[Begin LISTED ENTRIES]

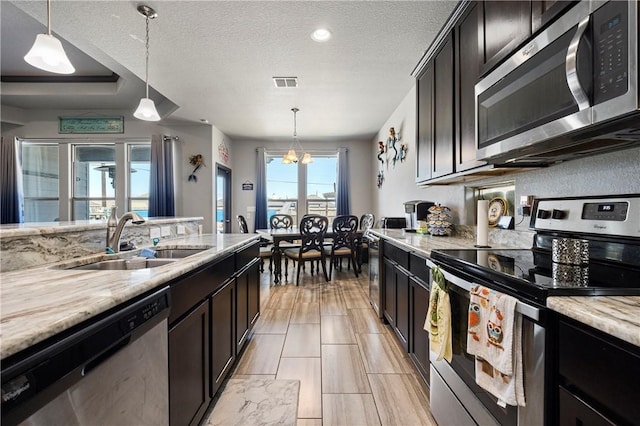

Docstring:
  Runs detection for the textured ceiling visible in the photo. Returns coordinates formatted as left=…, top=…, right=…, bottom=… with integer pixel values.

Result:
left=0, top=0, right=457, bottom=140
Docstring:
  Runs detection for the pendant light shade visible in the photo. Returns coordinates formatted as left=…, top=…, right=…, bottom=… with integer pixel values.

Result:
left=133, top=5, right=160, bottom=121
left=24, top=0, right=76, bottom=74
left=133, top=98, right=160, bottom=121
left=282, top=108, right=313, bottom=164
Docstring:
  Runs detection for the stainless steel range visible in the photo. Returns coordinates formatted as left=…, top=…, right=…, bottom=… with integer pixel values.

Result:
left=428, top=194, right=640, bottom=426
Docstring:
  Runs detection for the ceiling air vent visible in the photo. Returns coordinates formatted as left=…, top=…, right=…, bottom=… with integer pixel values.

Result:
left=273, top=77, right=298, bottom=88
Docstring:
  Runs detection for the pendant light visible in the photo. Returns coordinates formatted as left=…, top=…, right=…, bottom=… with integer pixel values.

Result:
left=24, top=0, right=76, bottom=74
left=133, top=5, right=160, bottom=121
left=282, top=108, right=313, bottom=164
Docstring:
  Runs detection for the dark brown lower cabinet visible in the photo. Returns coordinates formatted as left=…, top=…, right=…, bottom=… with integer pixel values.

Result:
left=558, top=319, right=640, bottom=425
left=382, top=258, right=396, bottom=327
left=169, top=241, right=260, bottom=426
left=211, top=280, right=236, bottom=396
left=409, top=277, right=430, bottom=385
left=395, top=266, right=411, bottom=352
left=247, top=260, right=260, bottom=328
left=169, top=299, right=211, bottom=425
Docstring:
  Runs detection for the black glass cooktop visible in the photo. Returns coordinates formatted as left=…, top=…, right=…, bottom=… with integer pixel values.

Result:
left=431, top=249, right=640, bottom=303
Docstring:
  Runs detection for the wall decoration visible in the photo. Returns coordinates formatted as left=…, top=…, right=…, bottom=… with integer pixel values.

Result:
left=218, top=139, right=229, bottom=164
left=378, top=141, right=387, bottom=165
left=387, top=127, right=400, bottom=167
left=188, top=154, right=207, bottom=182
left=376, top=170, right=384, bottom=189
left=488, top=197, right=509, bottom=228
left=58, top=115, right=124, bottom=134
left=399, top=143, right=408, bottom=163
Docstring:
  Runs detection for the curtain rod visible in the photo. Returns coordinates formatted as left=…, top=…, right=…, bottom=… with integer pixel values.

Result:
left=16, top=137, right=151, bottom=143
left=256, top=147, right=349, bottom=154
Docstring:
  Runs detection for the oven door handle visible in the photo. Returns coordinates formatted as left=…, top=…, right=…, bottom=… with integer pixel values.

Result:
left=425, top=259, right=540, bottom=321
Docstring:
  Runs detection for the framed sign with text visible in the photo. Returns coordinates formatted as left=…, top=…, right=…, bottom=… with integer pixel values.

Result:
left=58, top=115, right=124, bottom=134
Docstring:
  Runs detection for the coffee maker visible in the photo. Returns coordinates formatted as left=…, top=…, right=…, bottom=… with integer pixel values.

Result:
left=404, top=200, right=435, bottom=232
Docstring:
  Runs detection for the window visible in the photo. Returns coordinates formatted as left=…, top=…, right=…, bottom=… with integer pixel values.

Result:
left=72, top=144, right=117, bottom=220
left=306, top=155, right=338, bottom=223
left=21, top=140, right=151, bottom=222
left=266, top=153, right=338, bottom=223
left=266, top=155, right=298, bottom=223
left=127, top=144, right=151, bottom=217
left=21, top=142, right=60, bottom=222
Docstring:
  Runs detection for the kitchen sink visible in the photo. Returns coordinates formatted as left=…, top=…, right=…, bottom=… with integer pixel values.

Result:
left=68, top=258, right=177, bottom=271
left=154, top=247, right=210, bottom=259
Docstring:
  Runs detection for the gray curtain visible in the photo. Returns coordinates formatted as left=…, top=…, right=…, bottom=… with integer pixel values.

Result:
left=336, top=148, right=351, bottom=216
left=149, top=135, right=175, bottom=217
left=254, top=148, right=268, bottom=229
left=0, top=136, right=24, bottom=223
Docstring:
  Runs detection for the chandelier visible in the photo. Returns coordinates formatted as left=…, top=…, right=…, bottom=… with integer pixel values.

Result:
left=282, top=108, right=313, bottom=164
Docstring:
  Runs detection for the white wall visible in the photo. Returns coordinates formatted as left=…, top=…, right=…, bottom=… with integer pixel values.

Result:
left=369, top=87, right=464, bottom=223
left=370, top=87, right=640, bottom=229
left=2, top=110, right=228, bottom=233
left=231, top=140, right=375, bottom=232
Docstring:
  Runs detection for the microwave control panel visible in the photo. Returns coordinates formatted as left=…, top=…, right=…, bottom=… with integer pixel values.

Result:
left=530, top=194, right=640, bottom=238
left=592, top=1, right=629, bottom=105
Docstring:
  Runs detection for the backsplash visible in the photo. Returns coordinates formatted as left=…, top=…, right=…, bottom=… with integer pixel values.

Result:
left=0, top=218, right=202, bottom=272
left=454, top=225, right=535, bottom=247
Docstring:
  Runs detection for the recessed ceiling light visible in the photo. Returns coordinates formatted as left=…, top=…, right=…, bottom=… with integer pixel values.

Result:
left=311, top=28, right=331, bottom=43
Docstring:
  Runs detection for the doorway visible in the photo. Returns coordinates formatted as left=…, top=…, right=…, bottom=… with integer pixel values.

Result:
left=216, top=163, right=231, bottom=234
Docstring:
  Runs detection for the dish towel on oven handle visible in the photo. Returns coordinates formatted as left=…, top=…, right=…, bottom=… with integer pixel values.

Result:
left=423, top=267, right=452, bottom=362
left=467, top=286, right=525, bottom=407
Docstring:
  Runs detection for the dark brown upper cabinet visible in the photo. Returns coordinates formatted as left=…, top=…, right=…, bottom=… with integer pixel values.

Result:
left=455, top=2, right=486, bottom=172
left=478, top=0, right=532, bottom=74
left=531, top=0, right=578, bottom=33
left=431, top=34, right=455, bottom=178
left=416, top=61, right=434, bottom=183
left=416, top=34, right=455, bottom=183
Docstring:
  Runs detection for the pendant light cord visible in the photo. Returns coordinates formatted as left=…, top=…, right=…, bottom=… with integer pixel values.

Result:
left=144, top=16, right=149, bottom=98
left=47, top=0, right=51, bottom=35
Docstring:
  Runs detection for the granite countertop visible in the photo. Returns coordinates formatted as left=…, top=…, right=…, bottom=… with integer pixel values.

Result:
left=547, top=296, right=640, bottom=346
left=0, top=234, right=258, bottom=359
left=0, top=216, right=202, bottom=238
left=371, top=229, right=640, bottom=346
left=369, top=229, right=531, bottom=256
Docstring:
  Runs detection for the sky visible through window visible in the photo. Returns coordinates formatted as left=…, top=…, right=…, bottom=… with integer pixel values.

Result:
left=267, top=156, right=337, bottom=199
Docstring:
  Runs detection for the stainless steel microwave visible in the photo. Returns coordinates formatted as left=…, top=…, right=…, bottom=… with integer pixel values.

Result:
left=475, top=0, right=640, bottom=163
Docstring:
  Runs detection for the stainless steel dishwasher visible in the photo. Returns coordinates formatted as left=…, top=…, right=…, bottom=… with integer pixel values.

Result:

[End LISTED ENTRIES]

* REQUIRED TASK
Please transcribe the whole listing above word for word, leaving out the pictures.

* ANSWER TO THE PROBLEM
Docstring:
  Runs detection for the textured ceiling visible in the photo. Returns coordinates formatted as left=…, top=…, right=…, bottom=… with integer pixel values.

Result:
left=0, top=0, right=457, bottom=140
Docstring:
  Runs detection for the pendant light shade visible in the photo. Returns coordinates formatted as left=…, top=…, right=…, bottom=… with integer pixel values.

Result:
left=133, top=5, right=160, bottom=121
left=24, top=0, right=76, bottom=74
left=133, top=98, right=160, bottom=121
left=282, top=108, right=313, bottom=164
Docstring:
  Runs detection for the stainless steel range visible in the photo. Returns coordinates formatted as left=…, top=…, right=…, bottom=… with integer pixel values.

Result:
left=428, top=194, right=640, bottom=426
Docstring:
  Runs detection for the ceiling air vent visible in the photo. Returns coordinates formatted as left=…, top=…, right=…, bottom=… with integer pixel values.

Result:
left=273, top=77, right=298, bottom=88
Docstring:
  Runs detection for the pendant light visible in the photo. Returns coordinates formatted as left=…, top=…, right=…, bottom=… with integer pixel values.

Result:
left=24, top=0, right=76, bottom=74
left=133, top=5, right=160, bottom=121
left=282, top=108, right=313, bottom=164
Docstring:
  Runs detection for the dark brown lower cabinet visible in the photo. Returns coordinates formatted as left=…, top=…, right=…, bottom=… with integer pixel values.

Result:
left=558, top=319, right=640, bottom=425
left=382, top=258, right=396, bottom=327
left=169, top=241, right=260, bottom=426
left=211, top=280, right=236, bottom=396
left=409, top=277, right=430, bottom=385
left=395, top=266, right=411, bottom=352
left=247, top=260, right=260, bottom=328
left=169, top=299, right=211, bottom=425
Docstring:
  Runs detection for the black glass cooktop visible in the photo. Returns coordinates formatted as left=…, top=…, right=…, bottom=… with integer pixel values.

Result:
left=431, top=249, right=640, bottom=303
Docstring:
  Runs detection for the wall decoration visible in the photo. Returns coordinates formatted as left=…, top=…, right=…, bottom=… with integer pixel values.

Result:
left=218, top=139, right=229, bottom=164
left=378, top=141, right=387, bottom=165
left=387, top=127, right=400, bottom=167
left=188, top=154, right=207, bottom=182
left=376, top=170, right=384, bottom=189
left=488, top=197, right=509, bottom=228
left=58, top=115, right=124, bottom=134
left=399, top=143, right=408, bottom=163
Docstring:
  Runs detection for the curtain rod visible in the photo. Returns coordinates formatted as left=…, top=…, right=…, bottom=… with integer pixel values.

Result:
left=16, top=137, right=151, bottom=143
left=256, top=147, right=349, bottom=154
Docstring:
  Runs detection for the oven door handle visible in the photo. Returns coordinates formatted as left=…, top=…, right=…, bottom=… with integer pixel values.

Result:
left=425, top=259, right=540, bottom=321
Docstring:
  Runs detection for the framed sign with text visible in the photo. Returns coordinates formatted as left=…, top=…, right=…, bottom=… with integer pixel values.

Result:
left=58, top=115, right=124, bottom=134
Docstring:
  Runs detection for the coffee maker visible in the photo. Returns coordinates formatted as left=…, top=…, right=…, bottom=… with integer pixel values.

Result:
left=404, top=200, right=435, bottom=232
Docstring:
  Runs detection for the window visible in the photo. Returns coordinates formatted as left=…, top=…, right=…, bottom=… with integer pixel values.

Result:
left=72, top=144, right=117, bottom=220
left=306, top=155, right=338, bottom=223
left=21, top=140, right=151, bottom=222
left=266, top=153, right=338, bottom=223
left=266, top=155, right=298, bottom=223
left=127, top=144, right=151, bottom=217
left=21, top=142, right=60, bottom=222
Docstring:
  Runs detection for the kitchen sink visible in the photo. Returns coordinates formatted as left=…, top=…, right=…, bottom=… with integer pixel values.

Result:
left=68, top=258, right=177, bottom=271
left=154, top=247, right=210, bottom=259
Docstring:
  Runs detection for the gray curtain visible in the photo. Returns coordinates formatted as left=…, top=…, right=…, bottom=… with integer pixel values.

Result:
left=336, top=148, right=351, bottom=216
left=149, top=135, right=175, bottom=217
left=254, top=148, right=268, bottom=229
left=0, top=136, right=24, bottom=223
Docstring:
  Runs detection for the chandelier visible in the photo. Returns coordinates formatted as left=…, top=…, right=…, bottom=… with integer pixel values.

Result:
left=282, top=108, right=313, bottom=164
Docstring:
  Runs detection for the white wall visible in the photo. Returns coordinates formatted as left=…, top=…, right=…, bottom=… with integer pixel values.

Result:
left=369, top=87, right=464, bottom=223
left=370, top=87, right=640, bottom=229
left=2, top=110, right=228, bottom=233
left=231, top=140, right=375, bottom=232
Docstring:
  Runs detection for the microwave control panel visible in the photo. Returns coordinates formatted as left=…, top=…, right=…, bottom=… with integer pixel values.

Result:
left=530, top=194, right=640, bottom=238
left=592, top=1, right=629, bottom=105
Docstring:
  Runs detection for the backsplash visible in the photo. Returns coordinates formatted as left=…, top=…, right=…, bottom=… with integer pixel values.

Result:
left=0, top=218, right=202, bottom=272
left=454, top=225, right=535, bottom=247
Docstring:
  Runs detection for the recessed ceiling light visible in the photo. Returns coordinates formatted as left=…, top=…, right=…, bottom=… with integer pixel values.

Result:
left=311, top=28, right=331, bottom=43
Docstring:
  Runs detection for the doorway visible in the photo. Returns coordinates formatted as left=…, top=…, right=…, bottom=… with integer pixel values.

Result:
left=216, top=163, right=231, bottom=234
Docstring:
  Runs detection for the dish towel on oven handle visible in the photo. Returns coordinates formatted as left=…, top=…, right=…, bottom=… with integer pixel values.

Result:
left=423, top=267, right=452, bottom=362
left=467, top=286, right=525, bottom=407
Docstring:
  Runs detection for the dark brown upper cabinet visible in the photo. Returns coordinates formatted as left=…, top=…, right=…, bottom=… with integer pixel values.

Result:
left=455, top=2, right=486, bottom=172
left=478, top=0, right=532, bottom=74
left=531, top=0, right=578, bottom=33
left=431, top=34, right=455, bottom=178
left=416, top=61, right=434, bottom=183
left=416, top=34, right=455, bottom=183
Docstring:
  Runs detection for the pendant light cord visible in the photo. Returns coordinates formatted as left=…, top=…, right=…, bottom=… with integer pixel values.

Result:
left=144, top=16, right=149, bottom=98
left=47, top=0, right=51, bottom=35
Docstring:
  Runs detection for the granite countertop visible in the photo. Returns coordinates formatted as left=…, top=…, right=…, bottom=… with integer pixel values.

Result:
left=547, top=296, right=640, bottom=346
left=0, top=234, right=258, bottom=359
left=0, top=216, right=202, bottom=238
left=371, top=229, right=640, bottom=346
left=369, top=229, right=531, bottom=256
Docstring:
  Runs detection for the sky visible through window visible in the photo. Returns coordinates formatted as left=…, top=…, right=…, bottom=… with integer pixel values.

Result:
left=267, top=156, right=337, bottom=199
Docstring:
  Runs detection for the stainless steel microwave visible in the photo. Returns coordinates formatted as left=…, top=…, right=…, bottom=… with integer pixel values.

Result:
left=475, top=0, right=640, bottom=163
Docstring:
  Runs detection for the stainless steel dishwasher visible in the photo. Returns coordinates formatted as left=…, top=…, right=…, bottom=… with integer pixel values.

Result:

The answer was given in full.